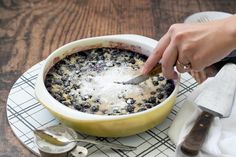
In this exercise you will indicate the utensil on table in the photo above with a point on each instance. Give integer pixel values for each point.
(67, 136)
(215, 100)
(141, 78)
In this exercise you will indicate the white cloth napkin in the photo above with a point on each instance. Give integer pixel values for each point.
(221, 138)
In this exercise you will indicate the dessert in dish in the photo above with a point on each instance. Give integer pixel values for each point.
(85, 81)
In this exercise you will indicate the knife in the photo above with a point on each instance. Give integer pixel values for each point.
(215, 100)
(141, 78)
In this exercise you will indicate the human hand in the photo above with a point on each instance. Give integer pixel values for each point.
(197, 45)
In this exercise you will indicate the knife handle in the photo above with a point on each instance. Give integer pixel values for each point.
(194, 140)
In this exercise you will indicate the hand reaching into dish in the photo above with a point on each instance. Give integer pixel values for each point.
(193, 47)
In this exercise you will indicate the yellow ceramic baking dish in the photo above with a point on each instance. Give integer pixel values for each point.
(103, 125)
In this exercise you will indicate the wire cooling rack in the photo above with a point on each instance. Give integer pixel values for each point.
(26, 114)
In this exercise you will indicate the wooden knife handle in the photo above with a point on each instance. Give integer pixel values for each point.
(194, 140)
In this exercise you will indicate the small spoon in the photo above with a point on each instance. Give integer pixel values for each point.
(61, 135)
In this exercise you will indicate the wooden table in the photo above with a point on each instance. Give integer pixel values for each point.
(31, 30)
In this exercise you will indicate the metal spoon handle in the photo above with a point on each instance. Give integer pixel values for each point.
(110, 145)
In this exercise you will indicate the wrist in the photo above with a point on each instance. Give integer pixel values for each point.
(229, 25)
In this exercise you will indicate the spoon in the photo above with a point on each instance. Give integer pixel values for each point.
(61, 135)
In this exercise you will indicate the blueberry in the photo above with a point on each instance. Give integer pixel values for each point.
(110, 64)
(86, 97)
(94, 108)
(67, 90)
(152, 100)
(130, 101)
(66, 84)
(64, 78)
(155, 83)
(148, 105)
(67, 103)
(86, 105)
(161, 78)
(142, 109)
(130, 108)
(159, 90)
(160, 96)
(48, 84)
(60, 72)
(132, 61)
(157, 103)
(75, 86)
(153, 93)
(78, 107)
(58, 82)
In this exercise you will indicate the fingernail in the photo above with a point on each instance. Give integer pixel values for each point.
(143, 70)
(175, 76)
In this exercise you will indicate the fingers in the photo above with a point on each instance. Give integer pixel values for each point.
(199, 76)
(155, 57)
(182, 65)
(168, 61)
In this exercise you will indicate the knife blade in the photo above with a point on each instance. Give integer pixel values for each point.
(141, 78)
(215, 100)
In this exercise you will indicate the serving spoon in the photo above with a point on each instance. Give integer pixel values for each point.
(61, 135)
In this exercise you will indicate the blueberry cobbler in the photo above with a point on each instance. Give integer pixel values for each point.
(86, 81)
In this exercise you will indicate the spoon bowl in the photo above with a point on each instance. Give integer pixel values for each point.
(61, 135)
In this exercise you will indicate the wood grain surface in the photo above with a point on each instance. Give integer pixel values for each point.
(31, 29)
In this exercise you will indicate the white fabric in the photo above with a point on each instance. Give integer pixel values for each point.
(218, 95)
(221, 139)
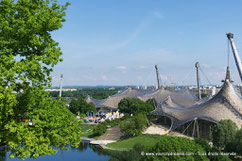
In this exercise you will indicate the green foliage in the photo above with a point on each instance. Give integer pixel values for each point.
(100, 129)
(27, 56)
(223, 133)
(81, 106)
(112, 123)
(87, 130)
(204, 144)
(134, 105)
(236, 144)
(135, 125)
(175, 145)
(203, 95)
(152, 102)
(53, 124)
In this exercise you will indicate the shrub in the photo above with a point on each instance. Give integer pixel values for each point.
(100, 129)
(223, 133)
(176, 145)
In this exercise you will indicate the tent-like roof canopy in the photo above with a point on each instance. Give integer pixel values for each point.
(226, 104)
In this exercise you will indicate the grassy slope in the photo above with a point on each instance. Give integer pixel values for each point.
(127, 144)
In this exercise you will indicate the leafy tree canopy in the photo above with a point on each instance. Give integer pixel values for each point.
(224, 132)
(134, 105)
(81, 106)
(31, 122)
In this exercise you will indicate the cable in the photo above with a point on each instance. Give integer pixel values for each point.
(148, 77)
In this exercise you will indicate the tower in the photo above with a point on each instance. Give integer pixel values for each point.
──────
Transcribe the listing above word for word, from start to finish, and leave out the pictures.

▶ [THE REPLY]
In this exercise you will indicate the utensil on table in the photo above with a point on each instance. Give integer pixel values for each point.
(67, 136)
(215, 100)
(141, 78)
In this exercise you will indicate the white cloth napkin in the photo above with a point on each instance. Give integer pixel values for each point.
(221, 138)
In this exercise you will indicate the dessert in dish in the photo above with a point on each instance. Give integer pixel values for each point.
(85, 81)
In this exercise you will indicate the knife in the photo above with a point on each instance. Give integer pixel values for each point.
(215, 100)
(141, 78)
In this exercise you will indicate the human hand in the photo above with a point on each instance. Give integer pixel values for each point.
(197, 45)
In this exercise you will indicate the knife handle in the photo above with a point on each instance. Give integer pixel values for each point.
(194, 140)
In this exercise you will indicate the hand reaching into dish in the photo above with a point on each instance. Give integer pixel values for each point.
(193, 47)
In this exercise you will indicate the yellow ceramic baking dish in the photo above with a point on each instance. Give integer pixel values for each point.
(103, 125)
In this exercise you will indicate the wire cooling rack in the photo above with a point on each instance. Give integer pixel values for each point.
(26, 114)
In this exercise you will indicate the wooden knife handle in the photo above with a point on each instance. Give integer pixel values for each point.
(194, 140)
In this exercise you will indicate the small spoon in the photo above with a point on each instance. Give integer pixel values for each point.
(61, 135)
In this exercise you will indicate the wooden table in the photo above with a point on each instance. Give integer pixel values for each point.
(31, 30)
In this exercise you will indicate the metal spoon handle in the photo above with a point on each instance. Give integer pixel values for each point.
(110, 145)
In this exercise you will indicate the wrist in the photo above with a point on each instance. Give integer pixel values for each point.
(229, 25)
In this exercise you will indicate the spoon in the photo above with a point on each instance. Give integer pixel values for each point.
(61, 135)
In this exercise you will indicate the blueberry in the photo above with a point on each instance. Give integer pixel values for each point.
(110, 64)
(86, 97)
(94, 108)
(67, 90)
(152, 100)
(130, 101)
(66, 84)
(64, 78)
(155, 83)
(148, 105)
(67, 103)
(86, 105)
(161, 78)
(142, 109)
(130, 108)
(159, 90)
(160, 96)
(48, 84)
(60, 72)
(132, 61)
(157, 103)
(75, 86)
(153, 93)
(78, 107)
(58, 82)
In this exercise you will indicate the fingernail in the photo above with a point on each instance. Give integer pixel values for each point.
(143, 70)
(175, 76)
In this exercise you will indicate the fingers in the photo above with a point on each instance. Give integer pixel values for each point.
(199, 76)
(155, 57)
(182, 65)
(168, 61)
In this exercise you will indicate the knife blade in the photo above with a point on each instance. Give integer pixel values for each point.
(141, 78)
(215, 100)
In this exercise you will indicate the serving spoon in the photo above with a point on each instance. Give integer pixel values for each point.
(61, 135)
In this exercise you will indicate the blueberry cobbler in the photo above with a point on each instance. Give integer pixel values for each point.
(86, 81)
In this exercise you will indicate the spoon bowl in the photo above with a point on each instance. Give integer pixel values for each point.
(61, 135)
In this exercise you will indicate the wood grain surface in the photo above with a point on each instance. Give integer pixel values for each point.
(31, 29)
In this exercise you will indicate the white fabric in the photo above with a point on each instance. Give integer pixel values for each point.
(218, 95)
(221, 139)
In this exercise you will indicate the green foliage in the photo above with a point on each instance. Give integer pixel values for each point.
(100, 129)
(27, 56)
(223, 133)
(81, 106)
(112, 123)
(87, 130)
(204, 144)
(134, 105)
(236, 144)
(135, 125)
(175, 145)
(203, 95)
(152, 102)
(53, 124)
In this exercise you will indicate the shrub in the photo above with a point on each instance. Give integer pixel values for each point.
(100, 129)
(223, 133)
(176, 145)
In this exercise you will indicate the tent-like roof canopy in the photo above with a point on each instance. Give integer pixel values for each point.
(226, 104)
In this exercise you will indicate the grassy slope in the photo above with a point on each instance. Give integer pixel values for each point.
(127, 144)
In this exercise you will indicate the leafy tree canopy in the photo above with a point on each instance. Give integer pixel values for each point.
(224, 132)
(134, 105)
(81, 106)
(31, 122)
In this exercise you will indicate the cable in the photo above with a point on each instance. Give integer pixel values for each point.
(148, 77)
In this exercise you will indicate the tower in the photo above with a point on each instance. Give integer pixel values for each point.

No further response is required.